BEGIN STORED DATA

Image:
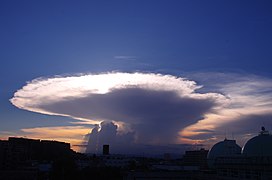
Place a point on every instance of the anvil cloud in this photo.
(150, 108)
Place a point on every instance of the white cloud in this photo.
(156, 108)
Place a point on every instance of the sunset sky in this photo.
(144, 73)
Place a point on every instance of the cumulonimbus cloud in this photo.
(155, 108)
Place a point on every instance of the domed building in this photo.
(259, 146)
(254, 162)
(226, 148)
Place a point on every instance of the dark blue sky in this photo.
(47, 38)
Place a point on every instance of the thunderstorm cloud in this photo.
(147, 108)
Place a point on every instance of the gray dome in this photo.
(224, 148)
(260, 145)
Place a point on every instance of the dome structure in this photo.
(226, 148)
(259, 146)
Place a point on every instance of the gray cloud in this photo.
(155, 116)
(154, 109)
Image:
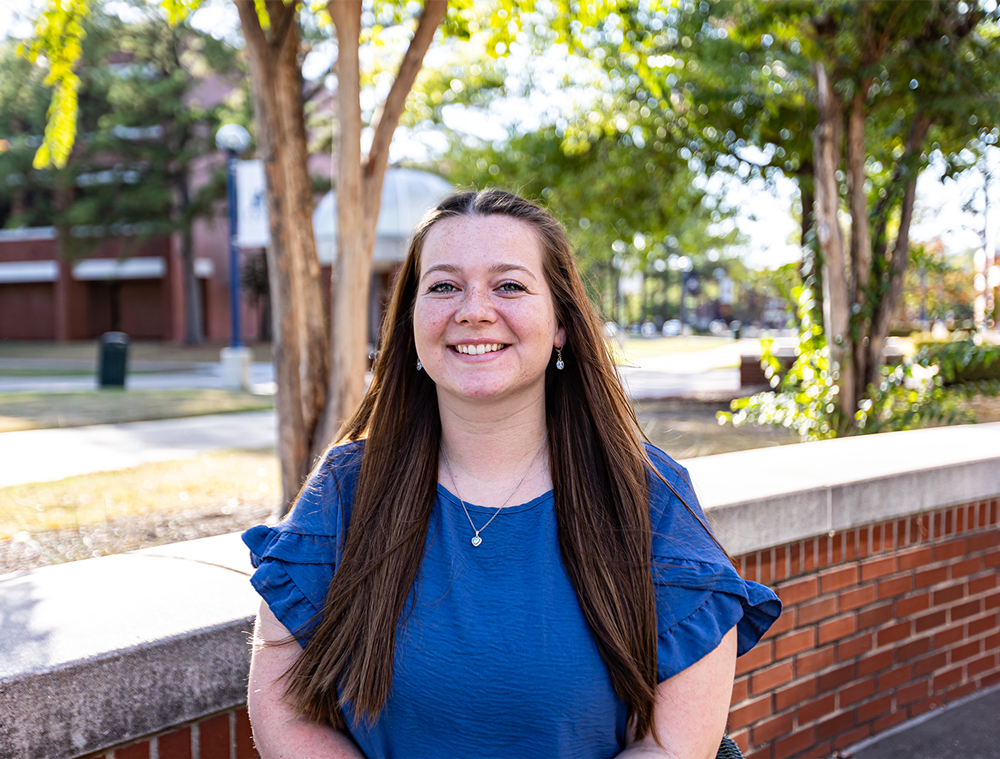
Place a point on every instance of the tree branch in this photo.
(387, 119)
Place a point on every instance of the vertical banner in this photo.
(253, 229)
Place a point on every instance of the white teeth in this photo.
(478, 350)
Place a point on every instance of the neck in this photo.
(489, 450)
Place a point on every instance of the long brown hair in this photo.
(599, 471)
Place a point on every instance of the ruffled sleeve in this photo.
(295, 561)
(699, 595)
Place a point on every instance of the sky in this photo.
(950, 209)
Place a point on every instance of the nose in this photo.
(476, 306)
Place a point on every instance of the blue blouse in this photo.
(496, 658)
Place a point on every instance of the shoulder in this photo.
(325, 500)
(675, 514)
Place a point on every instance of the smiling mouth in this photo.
(479, 350)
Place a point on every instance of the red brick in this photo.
(135, 751)
(176, 745)
(961, 653)
(773, 728)
(929, 621)
(967, 567)
(213, 736)
(794, 694)
(741, 688)
(814, 611)
(762, 681)
(836, 629)
(950, 550)
(945, 680)
(856, 692)
(854, 736)
(984, 541)
(982, 584)
(757, 657)
(245, 748)
(914, 559)
(855, 599)
(749, 713)
(966, 610)
(835, 725)
(890, 720)
(949, 594)
(877, 568)
(814, 710)
(806, 664)
(913, 649)
(923, 706)
(912, 693)
(836, 678)
(981, 665)
(854, 647)
(789, 645)
(930, 663)
(785, 623)
(838, 579)
(895, 677)
(981, 625)
(894, 586)
(906, 607)
(949, 635)
(874, 708)
(928, 577)
(796, 743)
(875, 663)
(961, 692)
(877, 615)
(894, 633)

END STORED DATA

▸ **ABOUT THIS TASK**
Exactly the lines from the one containing "Place a point on every instance of the shoulder" to the last line of the entries above must be duplicated, with both of those lines included and nothing more.

▸ **WRITTEN RESPONSE**
Place a point on every instance of the shoulder in this photo.
(325, 500)
(675, 514)
Place a point on every instance of the smiling mouth in this photo.
(479, 350)
Place a point on every instance of the red brick in this photo.
(135, 751)
(176, 745)
(961, 653)
(773, 728)
(929, 621)
(967, 567)
(213, 736)
(794, 694)
(741, 688)
(814, 611)
(762, 681)
(836, 629)
(950, 550)
(945, 680)
(856, 692)
(854, 736)
(984, 541)
(982, 584)
(757, 657)
(245, 748)
(914, 559)
(855, 599)
(749, 713)
(966, 610)
(835, 725)
(890, 720)
(949, 594)
(877, 568)
(814, 710)
(806, 664)
(913, 649)
(923, 706)
(912, 693)
(836, 678)
(981, 665)
(854, 647)
(789, 645)
(930, 663)
(785, 623)
(838, 579)
(895, 677)
(981, 625)
(894, 586)
(906, 607)
(949, 635)
(874, 708)
(928, 577)
(796, 743)
(875, 663)
(961, 692)
(877, 615)
(894, 633)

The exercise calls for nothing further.